Entries supplied:
********
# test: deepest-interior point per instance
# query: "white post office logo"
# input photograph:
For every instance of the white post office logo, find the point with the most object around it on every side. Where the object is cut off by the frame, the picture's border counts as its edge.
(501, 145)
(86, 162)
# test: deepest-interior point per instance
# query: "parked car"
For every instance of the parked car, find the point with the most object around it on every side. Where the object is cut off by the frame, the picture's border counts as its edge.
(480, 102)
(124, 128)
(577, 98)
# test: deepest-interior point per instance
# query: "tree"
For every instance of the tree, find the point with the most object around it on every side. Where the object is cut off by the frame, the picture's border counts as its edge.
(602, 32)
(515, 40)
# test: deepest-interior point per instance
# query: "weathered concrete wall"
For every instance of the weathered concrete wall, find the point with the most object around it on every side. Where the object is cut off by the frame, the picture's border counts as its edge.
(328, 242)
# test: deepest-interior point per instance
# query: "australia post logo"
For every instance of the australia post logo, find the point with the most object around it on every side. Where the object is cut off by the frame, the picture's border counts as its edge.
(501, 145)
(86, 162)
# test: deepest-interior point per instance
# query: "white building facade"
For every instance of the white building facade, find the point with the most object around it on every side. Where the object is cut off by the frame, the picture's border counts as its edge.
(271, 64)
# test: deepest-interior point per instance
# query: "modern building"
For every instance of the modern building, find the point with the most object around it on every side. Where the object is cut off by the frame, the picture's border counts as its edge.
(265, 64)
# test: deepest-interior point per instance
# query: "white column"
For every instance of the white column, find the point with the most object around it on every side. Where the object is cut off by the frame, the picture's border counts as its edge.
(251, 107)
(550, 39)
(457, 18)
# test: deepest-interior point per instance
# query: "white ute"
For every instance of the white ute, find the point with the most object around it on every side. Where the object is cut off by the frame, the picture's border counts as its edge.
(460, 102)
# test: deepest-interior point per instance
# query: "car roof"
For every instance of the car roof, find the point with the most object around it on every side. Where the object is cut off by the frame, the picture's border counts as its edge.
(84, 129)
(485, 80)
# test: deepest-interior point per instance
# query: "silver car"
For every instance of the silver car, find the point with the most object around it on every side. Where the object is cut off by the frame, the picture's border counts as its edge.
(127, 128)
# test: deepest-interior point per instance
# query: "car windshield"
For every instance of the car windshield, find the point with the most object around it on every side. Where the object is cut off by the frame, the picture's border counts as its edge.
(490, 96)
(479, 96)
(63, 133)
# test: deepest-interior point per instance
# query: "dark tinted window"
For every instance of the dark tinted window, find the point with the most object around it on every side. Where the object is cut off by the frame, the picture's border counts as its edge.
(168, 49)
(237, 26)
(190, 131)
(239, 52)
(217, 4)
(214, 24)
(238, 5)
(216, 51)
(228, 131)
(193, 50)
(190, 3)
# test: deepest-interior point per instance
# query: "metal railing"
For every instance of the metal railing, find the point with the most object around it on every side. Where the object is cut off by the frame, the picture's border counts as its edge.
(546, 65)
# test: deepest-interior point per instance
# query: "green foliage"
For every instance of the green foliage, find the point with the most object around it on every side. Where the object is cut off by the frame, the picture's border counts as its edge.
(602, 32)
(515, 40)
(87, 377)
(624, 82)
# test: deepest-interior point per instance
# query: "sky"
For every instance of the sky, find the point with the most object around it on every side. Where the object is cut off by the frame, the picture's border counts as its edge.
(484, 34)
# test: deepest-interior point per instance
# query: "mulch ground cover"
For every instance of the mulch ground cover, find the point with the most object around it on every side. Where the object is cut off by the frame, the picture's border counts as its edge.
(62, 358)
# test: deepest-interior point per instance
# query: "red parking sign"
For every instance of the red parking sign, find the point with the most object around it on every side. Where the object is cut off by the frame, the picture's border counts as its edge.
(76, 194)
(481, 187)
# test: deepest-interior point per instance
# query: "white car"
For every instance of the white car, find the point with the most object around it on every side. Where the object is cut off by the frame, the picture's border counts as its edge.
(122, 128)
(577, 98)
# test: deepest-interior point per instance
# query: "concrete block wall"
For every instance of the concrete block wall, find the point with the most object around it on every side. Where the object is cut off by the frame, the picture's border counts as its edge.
********
Problem description: List every line in the rows above that contains the string "railing", treating uppercase and lowercase letters as different.

Solved problem:
# query: "metal railing"
For every instance of the metal railing, find the point with the most object around it on every side. Where the object is cut off by the frame, the picture's border counts as its edge.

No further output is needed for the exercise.